▶ _Data supplied_
[Start of Attachment]
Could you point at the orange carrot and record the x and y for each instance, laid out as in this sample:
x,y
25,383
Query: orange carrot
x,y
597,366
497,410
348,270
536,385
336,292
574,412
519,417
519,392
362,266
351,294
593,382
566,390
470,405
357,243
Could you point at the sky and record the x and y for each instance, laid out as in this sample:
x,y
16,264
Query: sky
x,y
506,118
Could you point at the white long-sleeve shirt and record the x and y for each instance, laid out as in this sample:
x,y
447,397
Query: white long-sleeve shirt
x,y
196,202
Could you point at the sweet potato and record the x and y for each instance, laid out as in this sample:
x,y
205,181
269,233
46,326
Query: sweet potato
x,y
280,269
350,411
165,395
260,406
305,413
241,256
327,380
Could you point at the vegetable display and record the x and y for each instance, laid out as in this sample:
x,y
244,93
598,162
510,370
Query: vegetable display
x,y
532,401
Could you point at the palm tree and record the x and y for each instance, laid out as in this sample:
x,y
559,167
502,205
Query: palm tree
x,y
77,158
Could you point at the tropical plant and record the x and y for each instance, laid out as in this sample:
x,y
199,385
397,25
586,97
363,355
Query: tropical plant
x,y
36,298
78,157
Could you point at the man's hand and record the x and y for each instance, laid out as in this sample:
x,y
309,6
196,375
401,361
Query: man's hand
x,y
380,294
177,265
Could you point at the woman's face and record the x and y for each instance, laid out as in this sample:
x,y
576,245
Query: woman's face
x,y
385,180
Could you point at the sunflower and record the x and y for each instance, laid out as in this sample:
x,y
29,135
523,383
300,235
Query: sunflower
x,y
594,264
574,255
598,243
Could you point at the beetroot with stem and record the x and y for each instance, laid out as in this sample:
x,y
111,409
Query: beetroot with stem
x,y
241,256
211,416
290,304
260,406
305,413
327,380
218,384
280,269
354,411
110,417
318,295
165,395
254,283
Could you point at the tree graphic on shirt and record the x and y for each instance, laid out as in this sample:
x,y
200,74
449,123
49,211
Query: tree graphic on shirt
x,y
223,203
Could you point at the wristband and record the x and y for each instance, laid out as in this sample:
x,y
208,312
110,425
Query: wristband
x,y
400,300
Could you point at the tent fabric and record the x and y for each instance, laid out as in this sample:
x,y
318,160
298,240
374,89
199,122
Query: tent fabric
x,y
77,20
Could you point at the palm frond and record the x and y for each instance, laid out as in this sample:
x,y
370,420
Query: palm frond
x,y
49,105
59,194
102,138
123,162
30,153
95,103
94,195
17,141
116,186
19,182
[End of Attachment]
▶ _What needs to be done_
All the lines above need to be retyped exactly, with nothing left out.

▶ _Your response_
Could you point at the orange carrot and record the x and y for each instance, laid out as in this sample:
x,y
25,383
Query: orange carrot
x,y
597,366
497,410
348,270
536,385
336,292
574,412
519,417
519,392
362,266
351,294
593,382
566,390
470,405
357,243
Could you point at the sky and record the x and y for each instance, laid out as in this sample:
x,y
16,264
Query: sky
x,y
506,118
Could you point at the white long-sleeve shirt and record the x and y for each instance, laid out as in this sample:
x,y
447,397
Query: white long-sleeve shirt
x,y
196,202
Could you point at the sweet potato and record the x and y for each instance, laid out as in this sample:
x,y
205,181
269,233
46,326
Query: sweet potato
x,y
280,269
350,411
165,395
260,406
305,413
241,256
327,380
Could you point at the vegetable display and record the x and y for each instance, laid out as in this sample:
x,y
244,93
598,162
510,370
Query: vegetable display
x,y
532,401
Could you point at the palm tree and record the x and y for each instance, laid out as in this sample:
x,y
559,167
502,205
Query: palm tree
x,y
77,158
Could you point at the tropical plant and record the x and y for each instance, laid out as in this sample:
x,y
199,385
397,25
586,97
363,355
Query: tropical plant
x,y
36,298
78,157
Could you point at the man's hand and record the x and y for each instance, laid out as in this sample:
x,y
309,6
196,375
401,361
Query: man's hand
x,y
380,294
177,265
Could you point at the woman's face and record the x and y for each instance, laid out as in this sample:
x,y
576,245
Query: woman's face
x,y
385,180
Could you point at the sunflower and record the x and y for each instance, laid out as in this sample:
x,y
29,135
523,383
300,235
Query: sunflower
x,y
594,264
574,255
598,243
Could you point at the beetroot with stem and record the x and y for each instance, laid out as in this sample:
x,y
111,409
Query: beetroot with stem
x,y
241,256
211,416
290,304
260,406
305,413
327,380
218,384
280,269
354,411
110,417
318,295
165,395
254,283
Could you point at the tree graphic on shirt and record the x and y for each instance, laid out as in this sample:
x,y
200,74
449,123
49,211
Query: tree graphic on shirt
x,y
223,203
Could you point at the wristband and record the x and y for each instance, laid out as in this sample:
x,y
208,312
110,425
Query: wristband
x,y
400,300
Could you point at the tent fabric and record the x and y for each instance, laid out as in this sample:
x,y
318,160
298,240
374,89
199,122
Query: tent fabric
x,y
77,20
Could you point at the palm frond and record the x and y for each instance, laid out as in this sample:
x,y
370,420
Query: palm frond
x,y
49,105
59,194
102,138
123,162
30,153
95,103
94,195
17,141
116,186
19,182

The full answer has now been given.